• [TEXTO EXTRAÍDO]
....
Hospedeiros Tóxicos

Hoje sai em busca de meus beija-flores do final da tarde. Esperei, esperei e nada. Notei que a sua árvore predileta estava quase sem flores. Cheia de galhos secos e sem folhas. Senti falta deles que me acompanham nos finais de tarde, há uns dois anos.

Aproximei-me mais da plantinha para ver o que ocorria.

Qual seria o motivo de tantos galhos depenados, sem folhas e flores. Descobri.

Para meu alívio, descobri.
Um bicho, um tanto estranho, tornara-se hospedeiro da planta, mais conhecido por Bicho-galho. Aparentemente inofensivo, até já o fotografei nesta mesma planta, noutras ocasiões, notei que ele come todos os rebentos de folhas e flores, devem ser as mais docinhas e macias.
Se você olhar no alto do galho seco desta foto verá um deles.
Mas tem que olhar com vontade. Seu disfarce é perfeito. Ele parece um galho seco. Finge ser um pedaço da própria planta, assim passa despercebido e vai ficando nela, sem sofrer ameaças.
....
• [LISTA DE REGISTROS]
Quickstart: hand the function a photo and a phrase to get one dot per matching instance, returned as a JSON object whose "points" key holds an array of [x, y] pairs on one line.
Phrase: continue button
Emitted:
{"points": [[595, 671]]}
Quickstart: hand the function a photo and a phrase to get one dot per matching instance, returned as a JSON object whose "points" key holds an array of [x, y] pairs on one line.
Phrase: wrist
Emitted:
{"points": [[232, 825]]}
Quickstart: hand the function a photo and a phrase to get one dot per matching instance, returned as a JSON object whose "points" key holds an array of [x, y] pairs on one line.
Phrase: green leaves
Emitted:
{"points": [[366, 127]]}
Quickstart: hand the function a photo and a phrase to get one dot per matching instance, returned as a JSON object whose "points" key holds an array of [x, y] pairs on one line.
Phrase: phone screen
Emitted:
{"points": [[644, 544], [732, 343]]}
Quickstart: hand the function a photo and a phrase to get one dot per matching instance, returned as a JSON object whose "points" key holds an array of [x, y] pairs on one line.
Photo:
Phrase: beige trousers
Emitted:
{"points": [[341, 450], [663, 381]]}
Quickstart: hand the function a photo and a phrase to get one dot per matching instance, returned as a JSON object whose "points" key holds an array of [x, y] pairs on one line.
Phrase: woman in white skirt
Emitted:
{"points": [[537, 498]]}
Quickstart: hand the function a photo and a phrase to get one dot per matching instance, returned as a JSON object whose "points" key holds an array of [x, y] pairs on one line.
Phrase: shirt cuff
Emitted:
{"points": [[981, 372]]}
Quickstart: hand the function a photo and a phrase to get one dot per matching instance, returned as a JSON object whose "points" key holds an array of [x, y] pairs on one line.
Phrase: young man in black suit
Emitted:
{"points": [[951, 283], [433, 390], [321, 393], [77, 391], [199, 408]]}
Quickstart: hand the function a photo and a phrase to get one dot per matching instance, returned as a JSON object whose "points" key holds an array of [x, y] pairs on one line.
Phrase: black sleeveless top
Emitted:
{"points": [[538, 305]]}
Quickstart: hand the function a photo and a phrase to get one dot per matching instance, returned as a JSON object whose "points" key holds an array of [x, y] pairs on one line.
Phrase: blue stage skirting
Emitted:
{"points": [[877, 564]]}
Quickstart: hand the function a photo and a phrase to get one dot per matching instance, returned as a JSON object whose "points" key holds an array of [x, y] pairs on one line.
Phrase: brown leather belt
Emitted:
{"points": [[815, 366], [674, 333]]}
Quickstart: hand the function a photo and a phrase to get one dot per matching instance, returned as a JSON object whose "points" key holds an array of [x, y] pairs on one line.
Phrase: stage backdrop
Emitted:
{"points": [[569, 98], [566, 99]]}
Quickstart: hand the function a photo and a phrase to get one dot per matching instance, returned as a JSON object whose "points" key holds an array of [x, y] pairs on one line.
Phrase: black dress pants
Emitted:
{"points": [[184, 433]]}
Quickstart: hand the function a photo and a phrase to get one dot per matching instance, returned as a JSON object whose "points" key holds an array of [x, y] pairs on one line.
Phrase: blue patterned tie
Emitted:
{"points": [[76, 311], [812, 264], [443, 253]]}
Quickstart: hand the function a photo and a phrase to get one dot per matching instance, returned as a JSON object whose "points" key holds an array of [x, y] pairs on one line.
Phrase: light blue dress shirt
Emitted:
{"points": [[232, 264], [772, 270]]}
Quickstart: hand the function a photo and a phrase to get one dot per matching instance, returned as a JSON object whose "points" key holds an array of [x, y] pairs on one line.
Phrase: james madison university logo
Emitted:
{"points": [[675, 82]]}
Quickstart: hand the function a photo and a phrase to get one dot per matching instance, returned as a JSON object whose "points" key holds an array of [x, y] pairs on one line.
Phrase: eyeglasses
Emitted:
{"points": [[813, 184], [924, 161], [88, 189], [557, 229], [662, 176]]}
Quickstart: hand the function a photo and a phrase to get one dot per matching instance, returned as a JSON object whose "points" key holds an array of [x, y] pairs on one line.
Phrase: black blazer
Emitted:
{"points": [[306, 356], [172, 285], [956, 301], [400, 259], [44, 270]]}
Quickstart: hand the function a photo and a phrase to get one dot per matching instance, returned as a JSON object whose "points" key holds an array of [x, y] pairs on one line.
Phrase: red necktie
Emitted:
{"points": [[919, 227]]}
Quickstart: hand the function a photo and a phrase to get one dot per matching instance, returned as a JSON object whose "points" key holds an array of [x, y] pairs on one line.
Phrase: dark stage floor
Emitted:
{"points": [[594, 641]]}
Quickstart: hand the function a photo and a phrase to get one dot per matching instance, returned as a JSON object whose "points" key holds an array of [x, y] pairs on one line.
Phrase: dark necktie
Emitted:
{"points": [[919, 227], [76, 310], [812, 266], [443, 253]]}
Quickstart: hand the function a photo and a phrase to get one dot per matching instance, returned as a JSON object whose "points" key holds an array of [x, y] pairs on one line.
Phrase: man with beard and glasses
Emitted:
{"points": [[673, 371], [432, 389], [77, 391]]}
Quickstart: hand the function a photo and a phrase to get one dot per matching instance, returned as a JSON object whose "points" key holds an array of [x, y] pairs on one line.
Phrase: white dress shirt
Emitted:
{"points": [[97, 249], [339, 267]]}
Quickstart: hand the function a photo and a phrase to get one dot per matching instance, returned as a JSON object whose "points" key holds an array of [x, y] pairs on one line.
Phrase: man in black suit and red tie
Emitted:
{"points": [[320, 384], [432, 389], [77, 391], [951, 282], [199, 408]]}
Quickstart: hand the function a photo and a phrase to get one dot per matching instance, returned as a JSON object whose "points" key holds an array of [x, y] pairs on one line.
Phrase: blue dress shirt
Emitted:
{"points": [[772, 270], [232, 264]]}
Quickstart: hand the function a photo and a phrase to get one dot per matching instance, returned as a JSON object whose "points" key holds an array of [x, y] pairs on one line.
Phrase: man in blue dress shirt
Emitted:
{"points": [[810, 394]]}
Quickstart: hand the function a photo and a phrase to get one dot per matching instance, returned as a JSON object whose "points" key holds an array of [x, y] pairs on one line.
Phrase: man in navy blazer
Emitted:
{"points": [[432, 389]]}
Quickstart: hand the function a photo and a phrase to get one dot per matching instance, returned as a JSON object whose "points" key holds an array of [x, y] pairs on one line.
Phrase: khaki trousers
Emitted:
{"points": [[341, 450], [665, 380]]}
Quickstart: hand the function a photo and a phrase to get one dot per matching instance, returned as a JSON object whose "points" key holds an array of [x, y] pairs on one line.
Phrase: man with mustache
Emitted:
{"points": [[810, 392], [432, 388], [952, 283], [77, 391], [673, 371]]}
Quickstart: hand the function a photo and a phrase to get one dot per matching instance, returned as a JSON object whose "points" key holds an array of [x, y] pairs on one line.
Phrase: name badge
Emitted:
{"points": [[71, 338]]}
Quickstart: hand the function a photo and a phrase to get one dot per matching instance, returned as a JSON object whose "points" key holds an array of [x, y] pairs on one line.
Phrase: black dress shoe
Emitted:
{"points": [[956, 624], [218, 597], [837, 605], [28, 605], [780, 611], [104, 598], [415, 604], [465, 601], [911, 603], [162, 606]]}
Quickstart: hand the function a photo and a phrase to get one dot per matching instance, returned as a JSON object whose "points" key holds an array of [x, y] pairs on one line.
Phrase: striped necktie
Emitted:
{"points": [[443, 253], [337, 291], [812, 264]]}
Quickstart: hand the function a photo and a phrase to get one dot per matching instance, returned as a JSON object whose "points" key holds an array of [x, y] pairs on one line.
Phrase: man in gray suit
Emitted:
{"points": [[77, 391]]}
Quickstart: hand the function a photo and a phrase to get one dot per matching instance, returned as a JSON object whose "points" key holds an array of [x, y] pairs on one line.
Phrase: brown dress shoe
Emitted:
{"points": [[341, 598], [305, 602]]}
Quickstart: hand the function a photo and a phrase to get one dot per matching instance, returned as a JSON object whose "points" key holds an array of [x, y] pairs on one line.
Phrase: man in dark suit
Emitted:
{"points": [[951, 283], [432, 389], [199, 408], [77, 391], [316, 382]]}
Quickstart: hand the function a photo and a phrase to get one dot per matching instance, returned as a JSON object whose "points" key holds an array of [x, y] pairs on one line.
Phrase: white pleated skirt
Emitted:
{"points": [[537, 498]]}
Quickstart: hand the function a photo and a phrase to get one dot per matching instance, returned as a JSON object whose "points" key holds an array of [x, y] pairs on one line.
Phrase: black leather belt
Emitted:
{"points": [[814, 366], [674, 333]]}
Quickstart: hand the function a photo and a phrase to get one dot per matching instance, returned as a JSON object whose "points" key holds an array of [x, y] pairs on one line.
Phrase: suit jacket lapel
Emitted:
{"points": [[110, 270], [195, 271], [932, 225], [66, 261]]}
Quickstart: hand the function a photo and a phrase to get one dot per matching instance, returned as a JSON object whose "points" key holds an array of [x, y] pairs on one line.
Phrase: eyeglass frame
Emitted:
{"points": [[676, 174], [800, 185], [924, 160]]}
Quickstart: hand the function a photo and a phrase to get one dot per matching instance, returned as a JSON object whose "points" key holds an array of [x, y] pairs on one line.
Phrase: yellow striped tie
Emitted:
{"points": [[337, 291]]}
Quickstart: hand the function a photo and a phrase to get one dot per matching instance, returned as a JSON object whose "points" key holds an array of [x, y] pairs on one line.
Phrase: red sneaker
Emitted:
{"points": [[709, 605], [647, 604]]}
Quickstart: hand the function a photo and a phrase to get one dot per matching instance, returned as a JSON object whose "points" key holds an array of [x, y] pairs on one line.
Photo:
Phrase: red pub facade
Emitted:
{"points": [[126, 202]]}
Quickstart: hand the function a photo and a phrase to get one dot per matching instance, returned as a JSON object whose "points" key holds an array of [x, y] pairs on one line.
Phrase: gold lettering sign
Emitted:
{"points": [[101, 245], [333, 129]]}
....
• [TAREFA A CUMPRIR] De acordo com o texto sobre o bicho-galho, o que esse bicho come na planta?

• [SOLUÇÃO DO EXERCÍCIO] Ele come todos os rebentos de folhas e flores.